▼▼▼

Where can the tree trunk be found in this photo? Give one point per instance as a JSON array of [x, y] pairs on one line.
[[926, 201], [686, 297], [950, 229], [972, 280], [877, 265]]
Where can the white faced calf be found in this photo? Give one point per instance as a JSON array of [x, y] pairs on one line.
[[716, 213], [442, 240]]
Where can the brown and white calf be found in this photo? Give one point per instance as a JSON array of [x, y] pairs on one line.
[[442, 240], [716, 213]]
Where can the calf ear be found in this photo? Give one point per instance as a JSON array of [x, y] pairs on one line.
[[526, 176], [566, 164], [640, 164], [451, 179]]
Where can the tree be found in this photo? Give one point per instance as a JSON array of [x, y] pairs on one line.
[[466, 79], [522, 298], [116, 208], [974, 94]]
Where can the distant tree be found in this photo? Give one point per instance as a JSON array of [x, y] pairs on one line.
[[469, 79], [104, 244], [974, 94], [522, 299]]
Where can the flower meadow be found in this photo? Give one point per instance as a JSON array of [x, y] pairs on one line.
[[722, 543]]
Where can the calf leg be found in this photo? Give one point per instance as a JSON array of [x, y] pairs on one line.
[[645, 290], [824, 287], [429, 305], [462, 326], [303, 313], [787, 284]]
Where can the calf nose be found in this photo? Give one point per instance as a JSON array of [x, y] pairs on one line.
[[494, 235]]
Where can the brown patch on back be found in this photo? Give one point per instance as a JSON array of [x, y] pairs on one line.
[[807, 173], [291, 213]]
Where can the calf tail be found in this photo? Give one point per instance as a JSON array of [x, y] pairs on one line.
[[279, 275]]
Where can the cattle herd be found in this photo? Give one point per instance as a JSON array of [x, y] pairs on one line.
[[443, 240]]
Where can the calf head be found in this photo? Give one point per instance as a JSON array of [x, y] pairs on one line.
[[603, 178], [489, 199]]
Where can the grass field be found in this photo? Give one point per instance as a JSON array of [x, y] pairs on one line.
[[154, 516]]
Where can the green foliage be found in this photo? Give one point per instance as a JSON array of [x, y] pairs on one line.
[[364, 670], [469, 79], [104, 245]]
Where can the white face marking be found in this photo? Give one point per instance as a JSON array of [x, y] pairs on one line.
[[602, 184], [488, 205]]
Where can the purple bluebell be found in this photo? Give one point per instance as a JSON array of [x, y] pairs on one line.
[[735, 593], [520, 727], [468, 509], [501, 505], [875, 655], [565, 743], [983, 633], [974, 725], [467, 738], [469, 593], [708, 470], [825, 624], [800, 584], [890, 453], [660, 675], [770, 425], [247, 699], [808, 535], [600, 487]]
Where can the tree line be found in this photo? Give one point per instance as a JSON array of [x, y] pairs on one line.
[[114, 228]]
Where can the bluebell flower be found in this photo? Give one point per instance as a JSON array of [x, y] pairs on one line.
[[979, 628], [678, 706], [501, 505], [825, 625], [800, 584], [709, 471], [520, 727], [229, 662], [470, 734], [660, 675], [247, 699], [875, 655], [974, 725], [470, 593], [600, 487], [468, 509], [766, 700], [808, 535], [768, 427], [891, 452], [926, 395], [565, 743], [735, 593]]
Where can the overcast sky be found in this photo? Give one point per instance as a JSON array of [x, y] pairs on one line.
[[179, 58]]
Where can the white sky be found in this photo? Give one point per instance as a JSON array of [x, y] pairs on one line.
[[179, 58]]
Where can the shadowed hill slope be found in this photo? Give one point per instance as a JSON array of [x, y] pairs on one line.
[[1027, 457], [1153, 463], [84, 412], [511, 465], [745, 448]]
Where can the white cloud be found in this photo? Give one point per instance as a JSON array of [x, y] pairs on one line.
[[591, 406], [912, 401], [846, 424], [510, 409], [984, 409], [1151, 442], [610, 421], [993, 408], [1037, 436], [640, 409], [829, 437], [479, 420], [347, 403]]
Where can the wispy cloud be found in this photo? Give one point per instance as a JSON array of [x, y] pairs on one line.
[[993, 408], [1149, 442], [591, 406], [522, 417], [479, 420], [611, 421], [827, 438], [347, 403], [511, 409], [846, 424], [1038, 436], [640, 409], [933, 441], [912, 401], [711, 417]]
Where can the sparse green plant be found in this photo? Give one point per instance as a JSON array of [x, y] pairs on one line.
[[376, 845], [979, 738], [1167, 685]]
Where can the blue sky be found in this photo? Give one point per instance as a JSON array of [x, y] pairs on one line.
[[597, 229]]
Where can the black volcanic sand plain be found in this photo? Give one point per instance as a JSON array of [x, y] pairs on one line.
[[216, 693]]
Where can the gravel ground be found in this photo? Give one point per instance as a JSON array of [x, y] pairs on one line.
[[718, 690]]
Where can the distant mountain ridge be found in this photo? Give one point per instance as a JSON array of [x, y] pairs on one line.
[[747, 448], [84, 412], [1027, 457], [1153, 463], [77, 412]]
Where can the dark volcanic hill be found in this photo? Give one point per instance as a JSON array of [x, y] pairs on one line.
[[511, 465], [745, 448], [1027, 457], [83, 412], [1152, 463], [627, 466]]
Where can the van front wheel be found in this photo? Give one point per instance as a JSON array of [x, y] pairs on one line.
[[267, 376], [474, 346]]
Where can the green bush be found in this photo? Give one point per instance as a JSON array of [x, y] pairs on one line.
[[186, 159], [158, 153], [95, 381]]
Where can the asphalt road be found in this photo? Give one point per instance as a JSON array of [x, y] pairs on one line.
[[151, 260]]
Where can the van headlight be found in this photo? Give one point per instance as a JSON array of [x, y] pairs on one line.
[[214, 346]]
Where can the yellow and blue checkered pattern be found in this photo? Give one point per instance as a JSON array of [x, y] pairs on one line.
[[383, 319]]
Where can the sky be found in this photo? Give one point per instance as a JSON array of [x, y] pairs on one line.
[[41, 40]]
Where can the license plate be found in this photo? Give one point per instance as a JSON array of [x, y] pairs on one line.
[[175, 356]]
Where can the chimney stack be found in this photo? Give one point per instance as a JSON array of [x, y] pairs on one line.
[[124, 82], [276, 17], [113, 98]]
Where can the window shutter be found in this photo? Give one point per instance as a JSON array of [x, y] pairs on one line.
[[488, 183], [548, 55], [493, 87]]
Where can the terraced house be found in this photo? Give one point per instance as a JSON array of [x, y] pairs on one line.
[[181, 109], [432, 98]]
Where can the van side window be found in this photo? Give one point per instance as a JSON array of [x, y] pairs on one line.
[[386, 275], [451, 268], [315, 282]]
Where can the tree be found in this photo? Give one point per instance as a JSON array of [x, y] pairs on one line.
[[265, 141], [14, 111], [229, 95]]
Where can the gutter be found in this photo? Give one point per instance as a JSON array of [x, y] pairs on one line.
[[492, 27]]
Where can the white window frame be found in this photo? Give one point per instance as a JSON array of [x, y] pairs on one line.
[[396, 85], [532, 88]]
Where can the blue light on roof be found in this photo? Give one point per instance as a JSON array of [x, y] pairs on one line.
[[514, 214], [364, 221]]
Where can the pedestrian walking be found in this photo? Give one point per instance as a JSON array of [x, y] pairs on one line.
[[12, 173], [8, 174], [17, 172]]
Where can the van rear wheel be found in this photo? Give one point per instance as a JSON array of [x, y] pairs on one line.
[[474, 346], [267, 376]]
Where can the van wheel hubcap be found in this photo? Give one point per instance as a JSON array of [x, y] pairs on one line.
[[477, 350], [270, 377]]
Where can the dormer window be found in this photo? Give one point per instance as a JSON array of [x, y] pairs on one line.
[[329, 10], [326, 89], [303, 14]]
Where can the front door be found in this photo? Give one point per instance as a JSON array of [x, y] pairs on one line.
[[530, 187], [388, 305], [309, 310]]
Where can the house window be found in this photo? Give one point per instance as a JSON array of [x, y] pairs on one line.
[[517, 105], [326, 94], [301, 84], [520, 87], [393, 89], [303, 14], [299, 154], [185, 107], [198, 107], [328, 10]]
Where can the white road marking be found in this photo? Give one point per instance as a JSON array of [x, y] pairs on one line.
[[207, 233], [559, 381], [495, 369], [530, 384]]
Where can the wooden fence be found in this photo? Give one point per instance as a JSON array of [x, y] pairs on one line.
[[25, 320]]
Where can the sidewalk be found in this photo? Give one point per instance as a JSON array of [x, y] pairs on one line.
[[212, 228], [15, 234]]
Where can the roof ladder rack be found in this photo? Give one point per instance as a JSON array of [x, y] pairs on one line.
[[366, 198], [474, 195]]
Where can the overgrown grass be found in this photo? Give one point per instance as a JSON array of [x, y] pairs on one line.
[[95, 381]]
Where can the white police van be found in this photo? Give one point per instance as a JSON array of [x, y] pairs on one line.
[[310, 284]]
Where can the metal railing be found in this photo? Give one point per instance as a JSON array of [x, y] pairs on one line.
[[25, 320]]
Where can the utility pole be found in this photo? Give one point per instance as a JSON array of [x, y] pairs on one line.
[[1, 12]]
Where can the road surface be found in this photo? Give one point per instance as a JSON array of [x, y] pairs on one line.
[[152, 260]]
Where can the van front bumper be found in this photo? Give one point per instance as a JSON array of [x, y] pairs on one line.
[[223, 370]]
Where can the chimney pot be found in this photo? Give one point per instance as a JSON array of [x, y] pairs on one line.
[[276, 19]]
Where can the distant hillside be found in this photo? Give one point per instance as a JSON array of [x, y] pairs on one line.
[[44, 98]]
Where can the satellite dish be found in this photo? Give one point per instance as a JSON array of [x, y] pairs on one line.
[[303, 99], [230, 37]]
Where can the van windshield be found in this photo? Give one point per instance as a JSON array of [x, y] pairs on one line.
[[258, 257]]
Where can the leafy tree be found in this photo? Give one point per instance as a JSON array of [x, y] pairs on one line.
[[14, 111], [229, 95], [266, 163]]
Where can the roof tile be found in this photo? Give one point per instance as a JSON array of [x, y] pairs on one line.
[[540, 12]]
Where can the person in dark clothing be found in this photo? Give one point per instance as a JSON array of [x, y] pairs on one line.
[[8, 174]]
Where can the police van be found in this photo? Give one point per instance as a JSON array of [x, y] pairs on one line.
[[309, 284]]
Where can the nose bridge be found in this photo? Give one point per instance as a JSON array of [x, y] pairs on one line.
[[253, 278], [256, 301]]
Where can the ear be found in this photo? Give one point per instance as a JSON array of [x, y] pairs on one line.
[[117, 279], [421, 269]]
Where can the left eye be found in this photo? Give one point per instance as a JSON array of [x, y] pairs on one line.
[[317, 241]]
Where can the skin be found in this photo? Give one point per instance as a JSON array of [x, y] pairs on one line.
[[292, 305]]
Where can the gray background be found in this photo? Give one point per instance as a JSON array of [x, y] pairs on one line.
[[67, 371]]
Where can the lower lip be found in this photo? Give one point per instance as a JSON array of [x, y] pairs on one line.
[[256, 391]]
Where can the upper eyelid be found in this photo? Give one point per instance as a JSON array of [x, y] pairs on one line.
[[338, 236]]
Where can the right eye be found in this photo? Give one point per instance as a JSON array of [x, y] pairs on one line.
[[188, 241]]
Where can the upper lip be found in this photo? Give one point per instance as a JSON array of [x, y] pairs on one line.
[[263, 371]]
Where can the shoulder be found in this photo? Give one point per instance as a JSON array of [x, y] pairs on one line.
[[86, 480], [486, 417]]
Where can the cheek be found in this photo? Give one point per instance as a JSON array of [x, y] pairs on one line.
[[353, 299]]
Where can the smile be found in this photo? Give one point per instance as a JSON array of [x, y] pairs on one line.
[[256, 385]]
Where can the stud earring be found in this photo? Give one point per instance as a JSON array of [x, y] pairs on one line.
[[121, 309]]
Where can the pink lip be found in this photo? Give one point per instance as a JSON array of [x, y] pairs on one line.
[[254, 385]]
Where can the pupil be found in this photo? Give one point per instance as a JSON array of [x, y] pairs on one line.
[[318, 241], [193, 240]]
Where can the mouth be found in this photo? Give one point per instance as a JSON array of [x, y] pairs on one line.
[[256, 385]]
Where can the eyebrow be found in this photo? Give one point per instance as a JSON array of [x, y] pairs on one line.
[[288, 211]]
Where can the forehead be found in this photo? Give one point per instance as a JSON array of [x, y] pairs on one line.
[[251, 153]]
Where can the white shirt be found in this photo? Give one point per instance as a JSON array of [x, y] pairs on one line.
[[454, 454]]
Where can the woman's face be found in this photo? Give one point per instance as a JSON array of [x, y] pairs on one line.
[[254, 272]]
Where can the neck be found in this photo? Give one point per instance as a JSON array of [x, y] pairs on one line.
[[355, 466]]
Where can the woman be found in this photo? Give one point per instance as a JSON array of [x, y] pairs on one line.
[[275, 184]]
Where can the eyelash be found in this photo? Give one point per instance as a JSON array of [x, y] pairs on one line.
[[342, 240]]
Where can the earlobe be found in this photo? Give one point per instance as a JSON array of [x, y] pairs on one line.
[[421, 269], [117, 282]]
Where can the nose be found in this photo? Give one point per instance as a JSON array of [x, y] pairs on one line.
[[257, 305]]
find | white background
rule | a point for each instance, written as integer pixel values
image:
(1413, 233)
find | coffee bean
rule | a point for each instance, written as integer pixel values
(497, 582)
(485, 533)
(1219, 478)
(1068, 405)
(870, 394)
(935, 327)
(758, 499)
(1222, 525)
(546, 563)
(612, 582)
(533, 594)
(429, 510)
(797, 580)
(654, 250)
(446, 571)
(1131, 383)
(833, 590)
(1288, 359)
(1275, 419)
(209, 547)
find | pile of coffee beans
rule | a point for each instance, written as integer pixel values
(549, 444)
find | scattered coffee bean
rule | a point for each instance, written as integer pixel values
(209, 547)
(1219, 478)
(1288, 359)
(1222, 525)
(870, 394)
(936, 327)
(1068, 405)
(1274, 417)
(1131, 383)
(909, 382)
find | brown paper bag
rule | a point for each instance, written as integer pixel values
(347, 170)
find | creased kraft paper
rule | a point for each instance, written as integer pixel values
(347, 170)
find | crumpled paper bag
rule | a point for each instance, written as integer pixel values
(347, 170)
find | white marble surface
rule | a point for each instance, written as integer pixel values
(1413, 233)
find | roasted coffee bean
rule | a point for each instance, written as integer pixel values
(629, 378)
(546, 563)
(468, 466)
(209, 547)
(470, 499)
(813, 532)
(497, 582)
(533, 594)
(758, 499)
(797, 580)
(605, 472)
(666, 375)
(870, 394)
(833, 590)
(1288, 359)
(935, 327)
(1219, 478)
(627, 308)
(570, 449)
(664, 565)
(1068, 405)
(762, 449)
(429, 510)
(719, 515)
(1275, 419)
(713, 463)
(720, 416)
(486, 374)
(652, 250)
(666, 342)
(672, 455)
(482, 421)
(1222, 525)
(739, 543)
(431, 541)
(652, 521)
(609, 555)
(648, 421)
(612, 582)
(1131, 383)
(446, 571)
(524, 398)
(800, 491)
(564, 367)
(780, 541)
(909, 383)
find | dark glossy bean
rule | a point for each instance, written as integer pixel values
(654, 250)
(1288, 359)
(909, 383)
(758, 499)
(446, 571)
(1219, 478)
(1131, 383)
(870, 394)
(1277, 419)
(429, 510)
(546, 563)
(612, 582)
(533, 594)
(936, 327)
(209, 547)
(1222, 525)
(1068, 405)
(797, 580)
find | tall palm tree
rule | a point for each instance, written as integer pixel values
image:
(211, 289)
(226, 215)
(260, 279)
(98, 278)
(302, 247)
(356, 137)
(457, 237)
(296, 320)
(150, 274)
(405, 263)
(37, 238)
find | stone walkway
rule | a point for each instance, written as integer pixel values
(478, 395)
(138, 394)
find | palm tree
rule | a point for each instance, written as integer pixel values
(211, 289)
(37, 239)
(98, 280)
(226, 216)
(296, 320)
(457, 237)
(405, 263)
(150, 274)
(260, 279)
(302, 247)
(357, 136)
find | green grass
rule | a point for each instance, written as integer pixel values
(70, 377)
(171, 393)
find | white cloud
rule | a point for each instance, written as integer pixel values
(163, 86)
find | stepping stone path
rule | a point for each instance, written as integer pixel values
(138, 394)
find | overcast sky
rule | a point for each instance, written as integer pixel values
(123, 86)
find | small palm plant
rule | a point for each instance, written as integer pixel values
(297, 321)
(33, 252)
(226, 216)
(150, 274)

▲▲▲

WHAT IS EXPECTED: Please return the material from the line containing "Where can the bluebell" through the line containing "743], [735, 593]]", both included, reproducing each line as it appears.

TASK RESULT:
Where can the bluebell flower be found in this photo? Give one point per instance as a JSON array of [x, y] pairs on one line.
[[979, 628], [678, 706], [501, 505], [825, 625], [800, 584], [709, 471], [520, 727], [229, 662], [470, 734], [660, 675], [247, 699], [875, 655], [974, 725], [470, 593], [600, 487], [468, 509], [766, 700], [808, 535], [768, 427], [891, 452], [926, 395], [565, 743], [735, 593]]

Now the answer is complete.